(Records for processing):
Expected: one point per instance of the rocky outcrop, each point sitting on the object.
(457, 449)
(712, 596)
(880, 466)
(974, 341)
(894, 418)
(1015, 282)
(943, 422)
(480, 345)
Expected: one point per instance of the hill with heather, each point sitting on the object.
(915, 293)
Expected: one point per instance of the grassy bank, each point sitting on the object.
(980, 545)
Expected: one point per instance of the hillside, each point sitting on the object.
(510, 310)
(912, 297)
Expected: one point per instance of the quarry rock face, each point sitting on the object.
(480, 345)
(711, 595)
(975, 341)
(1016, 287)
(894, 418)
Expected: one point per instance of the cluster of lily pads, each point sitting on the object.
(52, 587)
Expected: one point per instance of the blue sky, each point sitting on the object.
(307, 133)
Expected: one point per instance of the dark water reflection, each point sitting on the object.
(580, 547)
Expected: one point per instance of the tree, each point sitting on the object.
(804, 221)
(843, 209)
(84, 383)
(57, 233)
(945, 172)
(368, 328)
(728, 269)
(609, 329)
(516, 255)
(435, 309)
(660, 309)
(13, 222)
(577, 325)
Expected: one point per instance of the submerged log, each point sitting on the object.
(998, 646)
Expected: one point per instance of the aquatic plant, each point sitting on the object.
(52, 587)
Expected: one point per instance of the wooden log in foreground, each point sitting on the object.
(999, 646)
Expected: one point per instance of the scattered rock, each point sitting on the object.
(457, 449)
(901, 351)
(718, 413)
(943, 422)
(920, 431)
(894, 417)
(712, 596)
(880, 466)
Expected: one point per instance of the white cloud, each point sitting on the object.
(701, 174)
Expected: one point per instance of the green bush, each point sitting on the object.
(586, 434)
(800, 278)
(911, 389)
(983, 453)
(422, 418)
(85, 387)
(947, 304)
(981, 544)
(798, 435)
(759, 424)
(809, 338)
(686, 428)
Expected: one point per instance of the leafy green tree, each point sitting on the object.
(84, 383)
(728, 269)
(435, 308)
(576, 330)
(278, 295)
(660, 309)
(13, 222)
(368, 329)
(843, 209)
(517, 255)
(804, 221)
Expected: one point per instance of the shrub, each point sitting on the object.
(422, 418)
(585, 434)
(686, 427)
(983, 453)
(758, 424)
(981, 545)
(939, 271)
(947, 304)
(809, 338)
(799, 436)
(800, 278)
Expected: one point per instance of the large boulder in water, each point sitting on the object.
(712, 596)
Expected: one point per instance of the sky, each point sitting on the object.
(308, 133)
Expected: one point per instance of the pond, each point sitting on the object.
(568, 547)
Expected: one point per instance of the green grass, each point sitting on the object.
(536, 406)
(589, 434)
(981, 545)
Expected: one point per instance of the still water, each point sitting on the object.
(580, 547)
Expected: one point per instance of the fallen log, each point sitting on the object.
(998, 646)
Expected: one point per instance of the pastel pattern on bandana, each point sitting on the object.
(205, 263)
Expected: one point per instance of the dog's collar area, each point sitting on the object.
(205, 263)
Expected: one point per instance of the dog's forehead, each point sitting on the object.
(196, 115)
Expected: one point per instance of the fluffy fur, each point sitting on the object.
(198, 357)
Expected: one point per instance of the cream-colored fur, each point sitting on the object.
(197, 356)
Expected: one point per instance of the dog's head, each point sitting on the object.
==
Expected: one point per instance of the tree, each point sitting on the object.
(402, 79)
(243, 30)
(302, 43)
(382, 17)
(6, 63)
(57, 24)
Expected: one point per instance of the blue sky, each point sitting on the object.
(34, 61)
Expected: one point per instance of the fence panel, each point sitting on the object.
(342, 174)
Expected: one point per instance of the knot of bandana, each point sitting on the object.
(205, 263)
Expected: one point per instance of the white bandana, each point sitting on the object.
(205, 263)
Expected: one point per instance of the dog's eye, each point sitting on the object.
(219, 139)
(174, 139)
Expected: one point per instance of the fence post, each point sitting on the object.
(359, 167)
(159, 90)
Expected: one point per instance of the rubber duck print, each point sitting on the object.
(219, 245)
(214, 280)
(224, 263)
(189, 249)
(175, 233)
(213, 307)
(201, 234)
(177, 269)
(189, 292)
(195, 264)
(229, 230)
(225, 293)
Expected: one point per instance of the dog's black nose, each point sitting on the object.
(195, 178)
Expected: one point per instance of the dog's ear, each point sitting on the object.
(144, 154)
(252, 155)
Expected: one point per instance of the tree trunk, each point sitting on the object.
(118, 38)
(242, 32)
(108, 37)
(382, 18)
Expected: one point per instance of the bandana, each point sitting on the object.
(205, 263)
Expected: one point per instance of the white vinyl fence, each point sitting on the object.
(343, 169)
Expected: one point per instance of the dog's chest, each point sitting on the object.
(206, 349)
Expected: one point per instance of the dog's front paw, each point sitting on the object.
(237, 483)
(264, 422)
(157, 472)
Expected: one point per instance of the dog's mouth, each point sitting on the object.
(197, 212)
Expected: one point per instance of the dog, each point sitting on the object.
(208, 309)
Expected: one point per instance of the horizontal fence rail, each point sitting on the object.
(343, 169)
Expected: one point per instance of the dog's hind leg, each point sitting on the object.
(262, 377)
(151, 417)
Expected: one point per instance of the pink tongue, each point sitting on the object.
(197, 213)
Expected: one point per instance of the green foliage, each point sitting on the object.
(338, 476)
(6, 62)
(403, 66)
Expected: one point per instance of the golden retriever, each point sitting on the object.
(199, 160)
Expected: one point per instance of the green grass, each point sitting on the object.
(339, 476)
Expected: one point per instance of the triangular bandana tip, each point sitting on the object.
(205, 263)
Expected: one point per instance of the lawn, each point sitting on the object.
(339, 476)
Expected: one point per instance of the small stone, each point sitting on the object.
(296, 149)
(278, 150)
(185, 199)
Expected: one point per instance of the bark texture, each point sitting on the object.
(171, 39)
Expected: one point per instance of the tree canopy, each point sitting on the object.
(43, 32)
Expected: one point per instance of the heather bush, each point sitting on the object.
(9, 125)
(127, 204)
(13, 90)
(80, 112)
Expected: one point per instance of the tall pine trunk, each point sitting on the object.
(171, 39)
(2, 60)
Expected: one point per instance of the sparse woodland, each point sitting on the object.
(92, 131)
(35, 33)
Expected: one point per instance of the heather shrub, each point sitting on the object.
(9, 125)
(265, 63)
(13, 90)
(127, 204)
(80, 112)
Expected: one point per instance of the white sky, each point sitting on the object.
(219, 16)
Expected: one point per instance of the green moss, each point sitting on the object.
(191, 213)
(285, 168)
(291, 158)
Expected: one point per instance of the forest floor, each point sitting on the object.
==
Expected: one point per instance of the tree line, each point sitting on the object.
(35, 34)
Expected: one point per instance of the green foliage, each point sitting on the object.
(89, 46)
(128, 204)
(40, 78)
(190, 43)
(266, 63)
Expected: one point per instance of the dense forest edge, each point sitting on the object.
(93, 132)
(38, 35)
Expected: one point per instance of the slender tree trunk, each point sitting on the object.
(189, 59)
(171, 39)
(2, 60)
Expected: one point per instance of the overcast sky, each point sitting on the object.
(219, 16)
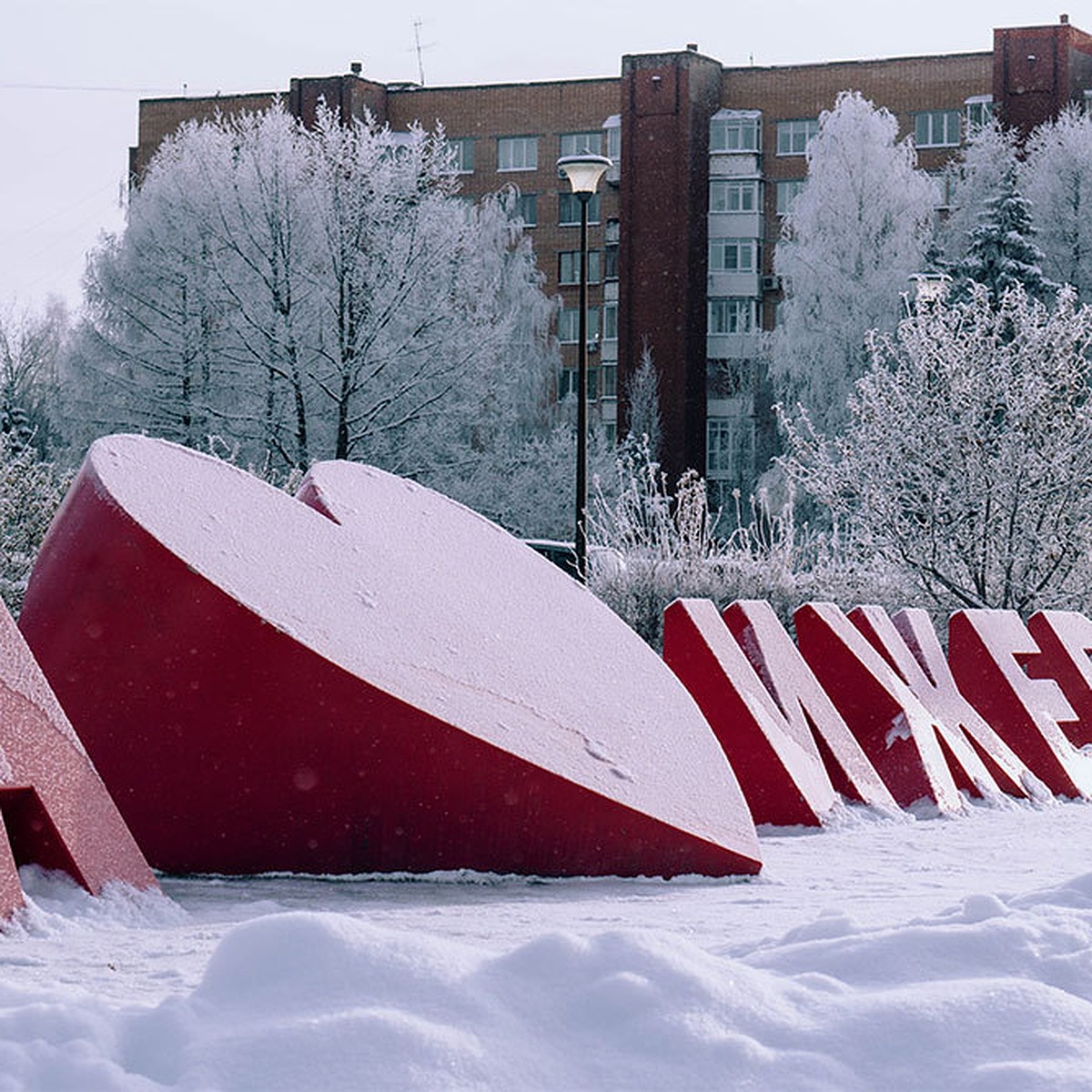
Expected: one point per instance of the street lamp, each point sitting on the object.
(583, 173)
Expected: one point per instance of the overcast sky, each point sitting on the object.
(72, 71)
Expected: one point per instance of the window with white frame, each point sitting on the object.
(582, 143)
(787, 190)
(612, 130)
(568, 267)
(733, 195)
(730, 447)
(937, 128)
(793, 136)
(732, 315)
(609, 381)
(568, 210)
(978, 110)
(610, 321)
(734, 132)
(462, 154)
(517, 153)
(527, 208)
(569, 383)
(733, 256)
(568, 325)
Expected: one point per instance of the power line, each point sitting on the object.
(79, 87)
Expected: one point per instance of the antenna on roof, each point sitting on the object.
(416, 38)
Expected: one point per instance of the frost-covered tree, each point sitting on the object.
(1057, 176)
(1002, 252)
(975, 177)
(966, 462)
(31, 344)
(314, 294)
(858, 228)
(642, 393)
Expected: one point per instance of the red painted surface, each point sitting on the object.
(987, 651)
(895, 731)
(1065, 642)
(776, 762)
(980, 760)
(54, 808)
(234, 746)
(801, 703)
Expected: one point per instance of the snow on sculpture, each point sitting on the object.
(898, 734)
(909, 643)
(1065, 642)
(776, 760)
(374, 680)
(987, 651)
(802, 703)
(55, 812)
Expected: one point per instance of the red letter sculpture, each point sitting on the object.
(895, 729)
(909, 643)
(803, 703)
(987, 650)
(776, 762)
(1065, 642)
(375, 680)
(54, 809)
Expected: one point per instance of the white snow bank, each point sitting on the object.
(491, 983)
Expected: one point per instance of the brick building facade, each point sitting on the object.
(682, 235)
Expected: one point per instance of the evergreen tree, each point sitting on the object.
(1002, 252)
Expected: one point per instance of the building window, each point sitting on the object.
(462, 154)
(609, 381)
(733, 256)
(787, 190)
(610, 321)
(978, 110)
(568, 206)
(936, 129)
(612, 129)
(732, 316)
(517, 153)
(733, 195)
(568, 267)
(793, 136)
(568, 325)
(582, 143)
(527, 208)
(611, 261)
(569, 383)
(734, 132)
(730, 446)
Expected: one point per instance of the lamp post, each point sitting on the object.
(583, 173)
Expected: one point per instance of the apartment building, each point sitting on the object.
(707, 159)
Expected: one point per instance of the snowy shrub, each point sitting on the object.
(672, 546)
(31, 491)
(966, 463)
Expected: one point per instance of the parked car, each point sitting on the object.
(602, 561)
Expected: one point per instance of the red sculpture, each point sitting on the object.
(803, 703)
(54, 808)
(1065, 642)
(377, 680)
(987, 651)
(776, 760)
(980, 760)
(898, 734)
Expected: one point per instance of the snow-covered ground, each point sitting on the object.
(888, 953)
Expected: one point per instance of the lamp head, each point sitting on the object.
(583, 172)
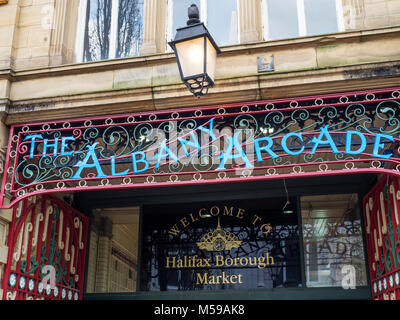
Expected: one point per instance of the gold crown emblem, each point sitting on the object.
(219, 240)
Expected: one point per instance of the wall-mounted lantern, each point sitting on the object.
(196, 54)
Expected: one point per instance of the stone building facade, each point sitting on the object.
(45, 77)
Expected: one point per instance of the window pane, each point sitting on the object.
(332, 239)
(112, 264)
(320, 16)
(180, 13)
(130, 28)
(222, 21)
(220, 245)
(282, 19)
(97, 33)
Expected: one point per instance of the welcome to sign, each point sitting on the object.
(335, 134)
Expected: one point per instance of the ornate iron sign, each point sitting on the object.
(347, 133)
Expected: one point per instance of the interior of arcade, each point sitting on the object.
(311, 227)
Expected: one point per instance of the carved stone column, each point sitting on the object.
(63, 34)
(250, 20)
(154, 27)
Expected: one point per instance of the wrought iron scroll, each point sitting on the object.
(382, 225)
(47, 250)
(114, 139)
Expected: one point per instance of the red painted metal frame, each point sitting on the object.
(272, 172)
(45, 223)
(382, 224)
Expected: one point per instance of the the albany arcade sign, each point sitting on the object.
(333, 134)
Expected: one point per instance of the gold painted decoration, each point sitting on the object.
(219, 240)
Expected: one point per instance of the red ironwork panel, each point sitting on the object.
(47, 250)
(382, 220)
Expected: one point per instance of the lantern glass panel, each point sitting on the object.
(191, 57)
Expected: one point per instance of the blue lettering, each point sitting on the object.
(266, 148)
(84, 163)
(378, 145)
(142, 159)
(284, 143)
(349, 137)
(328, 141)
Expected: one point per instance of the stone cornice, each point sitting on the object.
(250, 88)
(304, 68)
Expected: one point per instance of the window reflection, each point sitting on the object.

(Stated problem): Rewrite the material as a numbered list, starting at the line that contains "Expected: one point per instance of the the" and ending at the line that contains "Expected: one point per instance of the window reflection, each", with both of those lines included. Leave out any blank lines.

(Solution to the problem):
1. Expected: one point per instance of the the albany arcade sign, each point sitting on the object.
2. (333, 134)
3. Expected: one point per instance of the gold painted decoration, each point sitting on the object.
4. (219, 240)
5. Expected: one point per instance of the red ironwork panel, each point sitting on the object.
6. (47, 250)
7. (382, 220)
8. Expected: one point per instance of the lantern glass panel, each point sitting on the object.
9. (191, 57)
10. Expected: one point per instance of the blue lettering, each point sitting on the object.
11. (266, 148)
12. (84, 163)
13. (378, 145)
14. (142, 159)
15. (284, 143)
16. (349, 137)
17. (328, 141)
18. Expected: one point per instance of the stone cornice, each point sitting on the object.
19. (250, 88)
20. (304, 68)
21. Expected: one point per instance of the window reflection, each point sitting on the object.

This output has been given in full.